[Rows from a pointing dataset]
'''
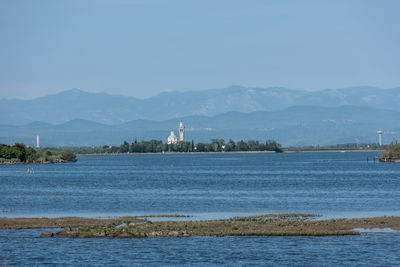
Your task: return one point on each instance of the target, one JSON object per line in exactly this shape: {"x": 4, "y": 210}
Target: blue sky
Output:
{"x": 141, "y": 48}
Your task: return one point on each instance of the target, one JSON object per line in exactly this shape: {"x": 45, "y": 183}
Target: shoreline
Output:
{"x": 257, "y": 225}
{"x": 225, "y": 152}
{"x": 34, "y": 163}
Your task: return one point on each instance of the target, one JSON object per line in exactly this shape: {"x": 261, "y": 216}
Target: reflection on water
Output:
{"x": 205, "y": 186}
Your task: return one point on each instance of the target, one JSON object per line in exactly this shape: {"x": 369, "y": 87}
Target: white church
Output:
{"x": 172, "y": 139}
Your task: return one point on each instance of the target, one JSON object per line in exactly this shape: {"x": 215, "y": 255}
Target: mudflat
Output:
{"x": 260, "y": 225}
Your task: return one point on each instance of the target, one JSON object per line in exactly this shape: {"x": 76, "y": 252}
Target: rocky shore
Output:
{"x": 13, "y": 162}
{"x": 142, "y": 227}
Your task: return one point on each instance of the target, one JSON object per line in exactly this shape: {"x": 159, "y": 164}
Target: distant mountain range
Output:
{"x": 298, "y": 125}
{"x": 111, "y": 109}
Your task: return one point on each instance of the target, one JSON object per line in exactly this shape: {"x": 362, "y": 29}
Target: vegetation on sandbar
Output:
{"x": 392, "y": 153}
{"x": 279, "y": 225}
{"x": 19, "y": 153}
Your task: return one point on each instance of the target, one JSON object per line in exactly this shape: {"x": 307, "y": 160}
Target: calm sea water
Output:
{"x": 205, "y": 186}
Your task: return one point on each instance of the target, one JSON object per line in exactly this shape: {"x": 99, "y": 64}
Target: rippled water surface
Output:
{"x": 332, "y": 184}
{"x": 205, "y": 186}
{"x": 20, "y": 247}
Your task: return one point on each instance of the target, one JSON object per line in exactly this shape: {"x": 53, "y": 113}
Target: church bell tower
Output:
{"x": 181, "y": 132}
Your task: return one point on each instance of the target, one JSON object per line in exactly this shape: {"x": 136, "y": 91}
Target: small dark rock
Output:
{"x": 47, "y": 234}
'''
* Problem description:
How many lines in the rows above contain the string "task", with case counting? Reply with the number only.

* Answer to the exercise:
12